● Task:
Please rewrite every one of the items below, swapping "tag" for "mark" wherever it occurs and leaving the rest unchanged.

----

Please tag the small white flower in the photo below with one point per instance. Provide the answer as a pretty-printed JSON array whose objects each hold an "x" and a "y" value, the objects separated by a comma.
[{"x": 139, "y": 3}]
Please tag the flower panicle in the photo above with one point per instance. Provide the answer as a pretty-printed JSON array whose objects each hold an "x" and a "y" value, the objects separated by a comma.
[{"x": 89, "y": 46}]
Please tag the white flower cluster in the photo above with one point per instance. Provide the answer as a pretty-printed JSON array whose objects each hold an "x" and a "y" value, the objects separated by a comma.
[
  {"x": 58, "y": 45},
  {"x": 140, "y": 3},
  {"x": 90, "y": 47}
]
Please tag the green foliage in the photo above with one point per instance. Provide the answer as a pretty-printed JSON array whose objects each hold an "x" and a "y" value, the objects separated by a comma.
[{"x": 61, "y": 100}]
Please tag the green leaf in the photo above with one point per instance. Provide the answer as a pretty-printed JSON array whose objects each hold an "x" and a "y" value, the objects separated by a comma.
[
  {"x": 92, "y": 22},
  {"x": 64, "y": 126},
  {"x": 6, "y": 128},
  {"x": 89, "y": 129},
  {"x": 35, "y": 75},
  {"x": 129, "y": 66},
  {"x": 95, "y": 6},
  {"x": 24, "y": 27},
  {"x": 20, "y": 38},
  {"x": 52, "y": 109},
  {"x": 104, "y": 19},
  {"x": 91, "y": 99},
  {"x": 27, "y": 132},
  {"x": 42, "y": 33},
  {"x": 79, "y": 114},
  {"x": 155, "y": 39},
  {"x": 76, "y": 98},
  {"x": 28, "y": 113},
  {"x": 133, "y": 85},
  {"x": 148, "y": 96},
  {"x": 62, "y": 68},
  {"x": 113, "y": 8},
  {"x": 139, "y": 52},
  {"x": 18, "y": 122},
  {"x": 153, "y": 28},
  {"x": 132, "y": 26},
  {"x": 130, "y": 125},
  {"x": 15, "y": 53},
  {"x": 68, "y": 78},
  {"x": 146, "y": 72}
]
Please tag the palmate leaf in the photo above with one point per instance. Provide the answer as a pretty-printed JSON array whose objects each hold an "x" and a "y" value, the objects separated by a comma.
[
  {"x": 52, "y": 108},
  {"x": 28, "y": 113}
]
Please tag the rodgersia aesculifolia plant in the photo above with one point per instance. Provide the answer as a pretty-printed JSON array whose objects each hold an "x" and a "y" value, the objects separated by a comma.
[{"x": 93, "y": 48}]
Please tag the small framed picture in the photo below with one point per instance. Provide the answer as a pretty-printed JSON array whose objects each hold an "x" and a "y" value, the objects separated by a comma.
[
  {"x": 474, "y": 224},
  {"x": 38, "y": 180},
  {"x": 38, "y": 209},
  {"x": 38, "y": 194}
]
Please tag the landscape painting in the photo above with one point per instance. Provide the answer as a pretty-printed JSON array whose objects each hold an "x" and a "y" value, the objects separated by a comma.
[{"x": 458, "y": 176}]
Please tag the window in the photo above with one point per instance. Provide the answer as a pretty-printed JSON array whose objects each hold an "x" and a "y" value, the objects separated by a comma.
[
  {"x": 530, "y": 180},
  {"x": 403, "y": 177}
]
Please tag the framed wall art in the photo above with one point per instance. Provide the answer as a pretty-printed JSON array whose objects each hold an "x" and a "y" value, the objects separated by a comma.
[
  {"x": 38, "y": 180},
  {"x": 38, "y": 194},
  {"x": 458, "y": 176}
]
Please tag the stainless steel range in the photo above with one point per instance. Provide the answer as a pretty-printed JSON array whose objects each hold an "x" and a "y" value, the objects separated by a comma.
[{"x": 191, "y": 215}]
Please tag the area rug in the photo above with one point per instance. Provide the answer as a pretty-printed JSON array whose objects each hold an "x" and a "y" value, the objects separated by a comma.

----

● Expected output:
Please mark the small white flower in the photo below with one point per instance. Provide the answer as a pretty-printed JSON array whose objects each hold an "x" and a "y" value, the objects separated by a comma.
[{"x": 139, "y": 3}]
Please mark the flower panicle in the photo above with one point per instance. Provide the answer as a pretty-printed JSON array whose objects each hold an "x" and a "y" value, the objects separated by a comma.
[{"x": 89, "y": 46}]
Please mark the white flower cluster in the photo above with one point per instance. Provide the answer as a pretty-printed JSON array whose objects each hold an "x" and a "y" value, the objects separated by a comma.
[
  {"x": 58, "y": 45},
  {"x": 140, "y": 3},
  {"x": 90, "y": 47}
]
Please mark the green foliage in the photo above with one point per instance. Provide the answer as a pretty-printed JSON array whose objects each hold an "x" and a "y" value, the objects separated by a comma.
[{"x": 61, "y": 100}]
Please mark the green leaf in the photo above with one point per instance. Provide the answer as a pretty-printed JSON array whose objects each hold an "x" and a "y" value, the objects separated by a comma.
[
  {"x": 92, "y": 22},
  {"x": 64, "y": 126},
  {"x": 6, "y": 128},
  {"x": 89, "y": 129},
  {"x": 35, "y": 75},
  {"x": 129, "y": 66},
  {"x": 95, "y": 6},
  {"x": 24, "y": 27},
  {"x": 20, "y": 38},
  {"x": 52, "y": 109},
  {"x": 104, "y": 19},
  {"x": 91, "y": 99},
  {"x": 27, "y": 132},
  {"x": 42, "y": 33},
  {"x": 79, "y": 114},
  {"x": 155, "y": 39},
  {"x": 76, "y": 98},
  {"x": 28, "y": 113},
  {"x": 133, "y": 85},
  {"x": 148, "y": 96},
  {"x": 62, "y": 68},
  {"x": 113, "y": 8},
  {"x": 139, "y": 52},
  {"x": 18, "y": 122},
  {"x": 153, "y": 28},
  {"x": 132, "y": 26},
  {"x": 130, "y": 125},
  {"x": 15, "y": 53},
  {"x": 68, "y": 78},
  {"x": 146, "y": 72}
]
Please mark the palmate leaf in the photo above with one point per instance. Provide the answer as a pretty-printed JSON array whose objects each hold an "x" and a "y" value, the objects separated by a comma.
[
  {"x": 52, "y": 108},
  {"x": 28, "y": 113}
]
Please mark the rodgersia aesculifolia plant in the photo above with one point per instance. Provide the answer as a pretty-printed JSON array whose objects each hold an "x" and a "y" value, the objects separated by a comma.
[{"x": 93, "y": 48}]
Please mark the small framed picture in the photo below with one point per instance. Provide the answer as a pretty-printed JSON array whose objects each hold an "x" and a "y" value, the objects separated by a comma.
[
  {"x": 474, "y": 224},
  {"x": 38, "y": 180},
  {"x": 38, "y": 209},
  {"x": 38, "y": 194}
]
Please mark the landscape painting in the photo above with one point per instance. Provide the answer as a pretty-printed JSON array whose objects each hold an "x" and a "y" value, the objects separated by a comma.
[{"x": 458, "y": 176}]
Please mark the window in the photo above with one point per instance. Provide the answer as a pretty-printed JSON array whose objects each hold an "x" and a "y" value, the objects separated by a comma.
[
  {"x": 530, "y": 180},
  {"x": 403, "y": 177}
]
Please mark the framed wall art in the photo above with one point per instance. Provide the answer as a pretty-printed JSON array whose objects each hold an "x" and a "y" value, the objects separated by a comma.
[
  {"x": 38, "y": 180},
  {"x": 38, "y": 194},
  {"x": 458, "y": 176}
]
Please mark the stainless steel range in the photo above with one point per instance. Provide the answer as a pretty-printed JSON array whose objects each hold an "x" and a "y" value, the objects separated by a comma.
[{"x": 191, "y": 215}]
Please mark the area rug in the photo above with one point per instance. Provide the answer as a pretty-printed JSON array whose objects each hold an "x" and a "y" value, the objects separated by a comma.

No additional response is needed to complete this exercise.